Your instructions: Your task is to copy every line of the entries that holds the word "outline".

Available data:
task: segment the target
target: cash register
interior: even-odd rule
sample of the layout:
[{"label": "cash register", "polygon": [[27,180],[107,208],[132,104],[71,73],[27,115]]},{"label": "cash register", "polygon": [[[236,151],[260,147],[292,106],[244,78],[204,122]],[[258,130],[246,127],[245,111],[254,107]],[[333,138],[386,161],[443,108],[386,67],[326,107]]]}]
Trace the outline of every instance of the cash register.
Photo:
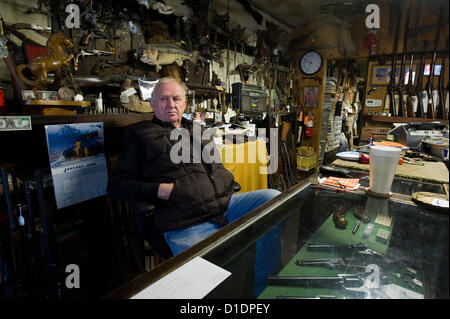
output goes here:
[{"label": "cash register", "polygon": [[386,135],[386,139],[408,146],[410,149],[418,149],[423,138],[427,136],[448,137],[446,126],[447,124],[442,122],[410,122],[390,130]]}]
---
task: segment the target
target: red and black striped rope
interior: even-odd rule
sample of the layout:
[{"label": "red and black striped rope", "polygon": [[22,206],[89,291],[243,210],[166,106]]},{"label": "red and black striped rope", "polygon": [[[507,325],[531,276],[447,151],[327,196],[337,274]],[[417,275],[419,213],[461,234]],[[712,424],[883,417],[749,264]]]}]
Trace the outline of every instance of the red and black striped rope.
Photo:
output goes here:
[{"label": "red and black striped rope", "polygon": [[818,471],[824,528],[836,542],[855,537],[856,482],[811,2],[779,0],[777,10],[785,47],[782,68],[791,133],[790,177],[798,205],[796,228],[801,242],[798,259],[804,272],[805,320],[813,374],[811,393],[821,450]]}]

Task solution:
Trace the outline of every instance of the cash register.
Trace the outline of every instance of the red and black striped rope.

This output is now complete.